- **What this task involves**:
All lines below are to be transcribed exactly.

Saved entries
-.-.-

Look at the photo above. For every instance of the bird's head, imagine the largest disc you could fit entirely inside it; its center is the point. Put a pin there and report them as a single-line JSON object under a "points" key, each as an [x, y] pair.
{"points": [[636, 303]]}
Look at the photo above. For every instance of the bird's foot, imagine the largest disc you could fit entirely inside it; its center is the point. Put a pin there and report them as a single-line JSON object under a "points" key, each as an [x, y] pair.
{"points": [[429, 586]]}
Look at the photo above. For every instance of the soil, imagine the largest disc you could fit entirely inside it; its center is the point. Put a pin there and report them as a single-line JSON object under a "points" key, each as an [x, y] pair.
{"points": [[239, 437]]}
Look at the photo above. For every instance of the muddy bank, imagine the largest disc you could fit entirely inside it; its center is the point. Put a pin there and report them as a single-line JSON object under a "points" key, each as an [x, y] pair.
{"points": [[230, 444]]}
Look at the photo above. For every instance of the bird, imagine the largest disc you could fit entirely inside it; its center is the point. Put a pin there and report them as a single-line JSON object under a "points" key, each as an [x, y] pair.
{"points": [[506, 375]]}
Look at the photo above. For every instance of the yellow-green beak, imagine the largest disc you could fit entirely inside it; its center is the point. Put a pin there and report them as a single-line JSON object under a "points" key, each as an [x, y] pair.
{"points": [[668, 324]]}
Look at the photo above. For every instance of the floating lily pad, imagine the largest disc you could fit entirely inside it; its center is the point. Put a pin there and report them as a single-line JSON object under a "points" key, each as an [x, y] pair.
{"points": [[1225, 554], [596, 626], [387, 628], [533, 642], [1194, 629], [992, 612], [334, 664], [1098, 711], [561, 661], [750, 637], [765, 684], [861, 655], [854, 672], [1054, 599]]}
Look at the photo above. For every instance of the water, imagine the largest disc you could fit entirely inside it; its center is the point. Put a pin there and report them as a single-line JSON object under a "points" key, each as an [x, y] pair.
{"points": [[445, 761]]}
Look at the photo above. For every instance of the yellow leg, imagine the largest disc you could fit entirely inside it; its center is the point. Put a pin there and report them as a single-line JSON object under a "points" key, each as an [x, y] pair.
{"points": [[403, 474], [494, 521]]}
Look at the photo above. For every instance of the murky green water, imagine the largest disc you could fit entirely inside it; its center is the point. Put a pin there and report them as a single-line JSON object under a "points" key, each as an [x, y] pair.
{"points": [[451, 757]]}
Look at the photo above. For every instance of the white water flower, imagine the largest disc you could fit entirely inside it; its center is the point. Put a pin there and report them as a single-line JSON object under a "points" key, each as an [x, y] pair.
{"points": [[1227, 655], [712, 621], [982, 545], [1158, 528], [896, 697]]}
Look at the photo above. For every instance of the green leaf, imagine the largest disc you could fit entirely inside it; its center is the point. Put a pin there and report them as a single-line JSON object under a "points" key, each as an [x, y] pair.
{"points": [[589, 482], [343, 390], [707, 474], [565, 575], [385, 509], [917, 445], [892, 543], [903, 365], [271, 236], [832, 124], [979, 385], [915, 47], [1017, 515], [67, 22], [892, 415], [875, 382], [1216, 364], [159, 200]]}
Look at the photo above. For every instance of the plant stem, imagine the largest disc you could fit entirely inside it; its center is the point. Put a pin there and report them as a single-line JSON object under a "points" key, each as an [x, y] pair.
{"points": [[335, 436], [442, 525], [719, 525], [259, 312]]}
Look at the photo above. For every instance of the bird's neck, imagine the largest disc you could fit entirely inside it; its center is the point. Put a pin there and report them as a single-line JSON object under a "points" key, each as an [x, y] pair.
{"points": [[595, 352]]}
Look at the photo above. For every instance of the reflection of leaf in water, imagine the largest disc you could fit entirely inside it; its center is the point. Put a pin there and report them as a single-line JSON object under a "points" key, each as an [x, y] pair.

-.-.-

- **Exercise output**:
Look at the photo above. For every instance of the bird's head, imagine the largest disc you could fit entirely inside it; its center is the point. Put a pin there and report them as a single-line JSON object under a "points" key, each as an [x, y] pair.
{"points": [[636, 303]]}
Look at the photo above. For every instance of the bird's foot, imagine the largest disc you could fit entirely inside it; its center is the point. Put a pin there and report them as a single-line JSON object under a "points" key, each as an [x, y] pair.
{"points": [[429, 586]]}
Look at the photo above. For every instance of the soil, imagine the largest disc you could fit entirely inside it; its center is the point. Put a pin there and report them as a single-line JSON object under a "points" key, each as an [x, y] pair.
{"points": [[239, 437]]}
Look at the photo above. For every instance of the muddy bank, imagine the largest disc you could fit entirely inside it; its center is the point. Put a pin there and report them as a single-line JSON object under a "points" key, each as an [x, y] pair.
{"points": [[230, 444]]}
Look at the photo above. For every instance of the bird, imagine the largest disc you could fit entirely inside it; its center is the point. Put a pin there and report them as a single-line JSON object under a "points" key, each as an [x, y] pair.
{"points": [[506, 375]]}
Look at the photo above. For every instance of the yellow-green beak, imagine the largest disc you could fit entirely inside it; its center is the point. Put a pin there and report them as a single-line JSON object under a "points" key, each as an [x, y] pair.
{"points": [[668, 324]]}
Look at the photo above. For every instance of the floating lily pad, imagine the largest disc you could fit entirely inside it; its center is the point. Put a pin there and report them as a single-line JSON object under a "points" key, each as an [x, y] pair.
{"points": [[1225, 554], [596, 626], [387, 628], [533, 642], [1194, 629], [992, 612], [334, 664], [1098, 711], [561, 661], [750, 637], [765, 684], [861, 655], [854, 672], [1054, 599]]}
Look at the photo above. For every instance of the water, imagine the largest disc you could fit entirely inside it; its center is the point. Put a pin there and report them as a single-line JSON object under a "points" key, each as an [x, y] pair.
{"points": [[445, 761]]}
Look at the photo above. For every instance of the yellow leg, imagine the largest disc you could fit entirely inside it; its center is the point. Put a pin there and report them as a single-line JSON object under a "points" key, each as an [x, y] pair.
{"points": [[403, 474], [494, 521]]}
Look at the photo above. For every instance of the murky green water, imagine the largest disc you could fit entirely inside it; its center is the point. Put a pin there and report them as a single-line JSON object under a "points" key, each as an [x, y] pair.
{"points": [[451, 757]]}
Look at the photo above. For every instance of the white water flower, imagine the largest disc you could fit entirely inside it; its center is the point. Put a pin there and report them as a single-line JSON object under a "points" key, each as an [x, y] pair.
{"points": [[1227, 655], [712, 621], [982, 545], [1158, 528], [896, 697]]}
Look at the photo above. For every instance of the green leaf, imagine the largest disc you could fit entirely inside it; its center is the point. Put a pin there and report them as a single-line JSON object under a "points" key, each as an [x, y] pair.
{"points": [[589, 482], [343, 390], [707, 474], [565, 575], [385, 509], [917, 445], [892, 543], [903, 365], [271, 236], [832, 124], [979, 385], [915, 47], [1017, 515], [67, 22], [892, 415], [875, 382], [1216, 364], [159, 200]]}
Look at the photo above. For every instance of the plant stem, imagine the largest disc you could fit entirely inside it; its center is the point. Put a pin there and report them as a single-line JSON object under a "points" key, each as an [x, y] pair.
{"points": [[335, 436], [442, 525], [719, 525], [259, 312]]}
Look at the photo above. For every instance of the bird's neck, imagine the largest disc you could fit entirely inside it; its center is the point. Put a pin there and report them as a single-line JSON object under a "points" key, each as an [x, y] pair.
{"points": [[595, 352]]}
Look at the photo above. For every instance of the reflection of leaf in water, imagine the largest disc you could fit entirely inside it; its center is the point. Put a pin there and report them as a single-line JSON object under a "points" key, each as an [x, y] pair.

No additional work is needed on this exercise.